*** Exercise passage ***

Conservative Party Focuses on Benefit Reforms in Election Campaign, Promising to Cut Welfare Costs by £12bn a Year

The Conservative Party, led by Prime Minister Rishi Sunak, has announced their plan to make benefit reforms a central focus of their election campaign. This comes after a difficult week for the party and aims to turn things around and address the soaring costs of welfare.

The party’s proposal includes a £700m investment in NHS mental health treatment, which aims to make talking therapies more accessible to 500,000 additional people by 2030. The plan also includes measures previously announced, such as removing benefits for individuals who have not found employment after 12 months. This is in response to the record high number of economically inactive working-age individuals, a trend largely attributed to early retirements and individuals waiting for NHS treatment for long-term health conditions.

The Conservative Party believes that the 40% increase in the number of people out of work, from two million to 2.8 million, since the onset of the COVID-19 pandemic is unsustainable. They estimate that the cost of providing benefits for working-age individuals with health conditions could reach as high as £90bn by the end of the next parliament. A recent study also revealed that people in their 20s are more likely to be off work due to ill health compared to employees twice their age, with poor mental health being a driving factor.

*** Records shown ***

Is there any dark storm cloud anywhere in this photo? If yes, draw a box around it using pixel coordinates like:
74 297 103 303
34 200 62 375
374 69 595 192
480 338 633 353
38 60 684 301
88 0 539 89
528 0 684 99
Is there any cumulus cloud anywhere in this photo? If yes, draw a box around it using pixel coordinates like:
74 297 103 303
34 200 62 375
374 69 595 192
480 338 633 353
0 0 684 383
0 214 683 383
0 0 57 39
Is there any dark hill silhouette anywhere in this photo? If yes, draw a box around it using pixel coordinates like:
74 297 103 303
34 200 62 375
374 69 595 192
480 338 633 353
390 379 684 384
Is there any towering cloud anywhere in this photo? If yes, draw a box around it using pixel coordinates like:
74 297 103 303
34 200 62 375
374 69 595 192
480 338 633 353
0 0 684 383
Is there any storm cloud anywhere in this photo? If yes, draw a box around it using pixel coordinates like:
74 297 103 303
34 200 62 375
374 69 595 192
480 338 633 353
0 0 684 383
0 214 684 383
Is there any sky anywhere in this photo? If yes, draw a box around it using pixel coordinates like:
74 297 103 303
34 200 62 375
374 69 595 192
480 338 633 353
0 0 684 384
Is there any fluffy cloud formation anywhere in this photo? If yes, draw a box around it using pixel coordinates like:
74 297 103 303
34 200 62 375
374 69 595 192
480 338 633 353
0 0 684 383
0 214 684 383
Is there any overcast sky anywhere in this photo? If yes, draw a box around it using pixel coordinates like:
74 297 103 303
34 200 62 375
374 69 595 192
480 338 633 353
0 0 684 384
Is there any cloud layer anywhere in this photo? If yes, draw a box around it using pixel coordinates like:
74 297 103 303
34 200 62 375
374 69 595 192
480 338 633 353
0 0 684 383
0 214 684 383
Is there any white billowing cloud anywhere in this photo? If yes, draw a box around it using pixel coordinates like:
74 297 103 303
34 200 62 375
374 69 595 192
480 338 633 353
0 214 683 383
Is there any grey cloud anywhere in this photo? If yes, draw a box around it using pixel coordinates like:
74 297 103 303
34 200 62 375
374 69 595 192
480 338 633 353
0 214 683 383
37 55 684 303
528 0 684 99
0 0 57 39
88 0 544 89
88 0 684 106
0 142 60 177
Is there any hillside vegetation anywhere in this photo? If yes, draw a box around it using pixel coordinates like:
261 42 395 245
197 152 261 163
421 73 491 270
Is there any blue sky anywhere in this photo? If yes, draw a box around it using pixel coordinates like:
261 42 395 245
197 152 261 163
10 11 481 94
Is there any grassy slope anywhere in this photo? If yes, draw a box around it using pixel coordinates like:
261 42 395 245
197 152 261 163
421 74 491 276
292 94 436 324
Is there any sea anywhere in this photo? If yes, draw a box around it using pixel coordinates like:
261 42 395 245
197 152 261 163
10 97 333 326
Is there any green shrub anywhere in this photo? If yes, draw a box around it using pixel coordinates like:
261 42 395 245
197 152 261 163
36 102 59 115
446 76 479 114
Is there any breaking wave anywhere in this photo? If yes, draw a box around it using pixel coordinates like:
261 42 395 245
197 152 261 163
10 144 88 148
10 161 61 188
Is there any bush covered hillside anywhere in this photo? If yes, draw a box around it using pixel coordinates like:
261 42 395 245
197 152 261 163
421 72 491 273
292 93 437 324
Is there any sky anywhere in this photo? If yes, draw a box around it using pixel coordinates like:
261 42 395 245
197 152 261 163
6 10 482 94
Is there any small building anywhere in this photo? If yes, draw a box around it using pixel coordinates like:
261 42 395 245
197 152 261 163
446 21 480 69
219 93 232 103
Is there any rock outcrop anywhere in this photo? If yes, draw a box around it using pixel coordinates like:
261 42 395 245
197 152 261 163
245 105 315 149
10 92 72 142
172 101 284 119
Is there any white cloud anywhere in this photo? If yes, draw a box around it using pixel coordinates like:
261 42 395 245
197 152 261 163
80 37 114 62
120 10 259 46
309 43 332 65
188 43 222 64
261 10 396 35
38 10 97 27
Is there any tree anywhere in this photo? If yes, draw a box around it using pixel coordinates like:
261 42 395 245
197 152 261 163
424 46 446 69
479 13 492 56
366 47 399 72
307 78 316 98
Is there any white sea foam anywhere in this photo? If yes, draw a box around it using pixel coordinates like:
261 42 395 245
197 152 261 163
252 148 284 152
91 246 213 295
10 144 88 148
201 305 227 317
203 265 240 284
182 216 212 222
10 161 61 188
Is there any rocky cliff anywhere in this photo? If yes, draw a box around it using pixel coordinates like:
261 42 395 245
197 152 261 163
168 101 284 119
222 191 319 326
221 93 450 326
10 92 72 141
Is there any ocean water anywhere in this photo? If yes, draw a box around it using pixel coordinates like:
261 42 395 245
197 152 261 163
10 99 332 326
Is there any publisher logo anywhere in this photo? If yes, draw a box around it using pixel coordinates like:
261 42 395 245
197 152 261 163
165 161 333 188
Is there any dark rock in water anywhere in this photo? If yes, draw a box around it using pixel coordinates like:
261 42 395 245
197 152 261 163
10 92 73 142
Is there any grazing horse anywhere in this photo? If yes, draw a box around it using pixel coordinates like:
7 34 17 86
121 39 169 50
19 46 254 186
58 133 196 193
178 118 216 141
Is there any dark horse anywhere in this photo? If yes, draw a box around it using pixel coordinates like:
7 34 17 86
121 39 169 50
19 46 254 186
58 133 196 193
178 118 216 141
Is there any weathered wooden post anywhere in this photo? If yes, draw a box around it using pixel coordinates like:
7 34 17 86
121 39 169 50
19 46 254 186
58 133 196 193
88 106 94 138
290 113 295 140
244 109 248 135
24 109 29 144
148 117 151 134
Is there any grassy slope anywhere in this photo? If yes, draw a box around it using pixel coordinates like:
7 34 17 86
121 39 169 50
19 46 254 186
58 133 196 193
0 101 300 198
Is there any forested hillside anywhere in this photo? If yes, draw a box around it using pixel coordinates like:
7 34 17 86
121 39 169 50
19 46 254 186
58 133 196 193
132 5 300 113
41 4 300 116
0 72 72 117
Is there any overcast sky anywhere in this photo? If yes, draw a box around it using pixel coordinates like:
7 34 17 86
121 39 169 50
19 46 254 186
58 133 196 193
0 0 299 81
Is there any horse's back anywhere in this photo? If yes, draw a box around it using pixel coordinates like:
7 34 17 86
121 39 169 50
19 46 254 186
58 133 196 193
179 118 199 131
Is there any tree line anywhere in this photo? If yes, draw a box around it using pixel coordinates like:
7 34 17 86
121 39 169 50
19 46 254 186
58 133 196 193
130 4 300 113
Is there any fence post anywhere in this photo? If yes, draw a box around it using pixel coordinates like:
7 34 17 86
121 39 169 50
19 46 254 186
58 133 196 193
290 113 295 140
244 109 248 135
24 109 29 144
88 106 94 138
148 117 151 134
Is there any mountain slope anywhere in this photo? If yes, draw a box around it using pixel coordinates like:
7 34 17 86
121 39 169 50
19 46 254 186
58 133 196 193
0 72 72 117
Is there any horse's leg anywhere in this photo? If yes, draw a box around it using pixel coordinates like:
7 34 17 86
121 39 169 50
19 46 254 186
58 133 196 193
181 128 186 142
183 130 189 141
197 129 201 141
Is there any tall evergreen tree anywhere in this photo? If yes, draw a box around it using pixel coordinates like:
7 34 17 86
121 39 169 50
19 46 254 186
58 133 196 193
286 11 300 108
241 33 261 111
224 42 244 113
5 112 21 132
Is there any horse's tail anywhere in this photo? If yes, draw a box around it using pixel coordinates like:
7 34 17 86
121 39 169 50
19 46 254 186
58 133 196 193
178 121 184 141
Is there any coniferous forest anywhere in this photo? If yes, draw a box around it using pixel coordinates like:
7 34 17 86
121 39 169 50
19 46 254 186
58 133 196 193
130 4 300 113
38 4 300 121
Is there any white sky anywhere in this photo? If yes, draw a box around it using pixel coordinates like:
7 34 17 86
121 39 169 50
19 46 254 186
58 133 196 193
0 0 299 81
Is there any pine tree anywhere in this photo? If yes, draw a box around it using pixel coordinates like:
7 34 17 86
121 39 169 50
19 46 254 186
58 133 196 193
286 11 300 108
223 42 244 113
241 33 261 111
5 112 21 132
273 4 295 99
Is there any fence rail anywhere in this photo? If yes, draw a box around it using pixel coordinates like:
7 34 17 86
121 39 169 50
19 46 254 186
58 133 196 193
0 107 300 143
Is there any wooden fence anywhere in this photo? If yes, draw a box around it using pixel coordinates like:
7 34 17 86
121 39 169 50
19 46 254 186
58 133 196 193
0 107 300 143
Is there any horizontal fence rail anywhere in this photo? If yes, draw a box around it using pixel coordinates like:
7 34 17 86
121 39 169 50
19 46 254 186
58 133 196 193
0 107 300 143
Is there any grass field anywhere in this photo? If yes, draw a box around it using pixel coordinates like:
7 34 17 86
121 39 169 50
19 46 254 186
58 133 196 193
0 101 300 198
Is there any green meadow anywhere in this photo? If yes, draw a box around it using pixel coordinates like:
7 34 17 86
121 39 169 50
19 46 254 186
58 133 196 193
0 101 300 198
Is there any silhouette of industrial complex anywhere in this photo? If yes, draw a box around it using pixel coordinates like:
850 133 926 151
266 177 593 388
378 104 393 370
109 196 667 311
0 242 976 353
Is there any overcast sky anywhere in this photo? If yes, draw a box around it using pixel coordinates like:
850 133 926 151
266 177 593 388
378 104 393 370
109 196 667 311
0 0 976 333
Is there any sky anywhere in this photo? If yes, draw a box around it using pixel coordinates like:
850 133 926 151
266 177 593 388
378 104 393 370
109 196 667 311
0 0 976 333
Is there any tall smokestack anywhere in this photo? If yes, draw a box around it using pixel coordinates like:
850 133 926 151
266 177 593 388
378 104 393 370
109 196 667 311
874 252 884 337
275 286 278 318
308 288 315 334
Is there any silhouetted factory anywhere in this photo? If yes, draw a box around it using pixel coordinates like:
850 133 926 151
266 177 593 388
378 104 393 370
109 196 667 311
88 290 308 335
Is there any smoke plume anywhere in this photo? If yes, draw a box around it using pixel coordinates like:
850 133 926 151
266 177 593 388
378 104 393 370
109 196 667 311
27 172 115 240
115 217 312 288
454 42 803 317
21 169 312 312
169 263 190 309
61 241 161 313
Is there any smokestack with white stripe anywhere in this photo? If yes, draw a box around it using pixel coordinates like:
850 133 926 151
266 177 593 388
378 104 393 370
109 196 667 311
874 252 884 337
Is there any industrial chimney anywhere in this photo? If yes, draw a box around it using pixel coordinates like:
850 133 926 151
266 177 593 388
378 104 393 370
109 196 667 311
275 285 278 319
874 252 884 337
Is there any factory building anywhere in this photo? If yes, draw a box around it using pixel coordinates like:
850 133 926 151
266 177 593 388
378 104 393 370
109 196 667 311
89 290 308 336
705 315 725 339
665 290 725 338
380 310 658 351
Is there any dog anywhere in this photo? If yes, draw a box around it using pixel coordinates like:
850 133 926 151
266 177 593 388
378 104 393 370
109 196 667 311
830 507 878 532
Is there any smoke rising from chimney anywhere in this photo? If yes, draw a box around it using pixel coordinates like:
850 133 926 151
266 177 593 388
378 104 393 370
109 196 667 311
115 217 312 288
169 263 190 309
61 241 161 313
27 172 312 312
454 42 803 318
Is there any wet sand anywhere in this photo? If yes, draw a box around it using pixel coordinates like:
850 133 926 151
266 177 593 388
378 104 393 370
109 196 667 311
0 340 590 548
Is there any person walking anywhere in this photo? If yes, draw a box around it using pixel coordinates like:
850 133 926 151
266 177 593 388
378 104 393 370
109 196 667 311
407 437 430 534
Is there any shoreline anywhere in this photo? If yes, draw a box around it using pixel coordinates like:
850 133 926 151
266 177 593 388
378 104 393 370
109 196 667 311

***

■ Questions
• a. In the Conservative benefit reforms article, rewrite the stretch from "The party’s proposal" through "long-term health conditions.", swapping "NHS" for "National Health Service".
• b. Extend the Conservative benefit reforms article past its final sentence.

■ Expected results
• a.
The party’s proposal includes a £700m investment in National Health Service mental health treatment, which aims to make talking therapies more accessible to 500,000 additional people by 2030. The plan also includes measures previously announced, such as removing benefits for individuals who have not found employment after 12 months. This is in response to the record high number of economically inactive working-age individuals, a trend largely attributed to early retirements and individuals waiting for National Health Service treatment for long-term health conditions.

• b.
The proposed increase in access to talking therapies is a 50% rise from the previously planned expansion of 384,000, announced at the 2023 Autumn Statement. In addition to this, the Conservative Party plans to reform the disability benefits system and target it towards those most in need, as well as tightening the criteria for work capability assessments. They also aim to transfer the responsibility of issuing sick notes from GPs to specialist work and health professionals. Further pledges include tougher benefit sanction rules, speeding up the rollout of universal credit, and cracking down on benefit fraud.

Prime Minister Rishi Sunak stated, “Reforming welfare is a moral mission. Work is a source of dignity, purpose, and hope, and I want everyone to be able to overcome whatever barriers they might face to living independent, fulfilling lives. That’s why we have announced a significant increase in mental health provision, as well as changes to ensure those who can work, do work.”

The government previously announced these back-to-work welfare reforms in their autumn statement in November, which was met with criticism from charities for “demonizing disabled people.” Despite this, Rishi Sunak has doubled down on the pledge, recently calling for an end to the “sick note culture” and shifting the focus to “what people can do with the right support in place, rather than what they can’t do.”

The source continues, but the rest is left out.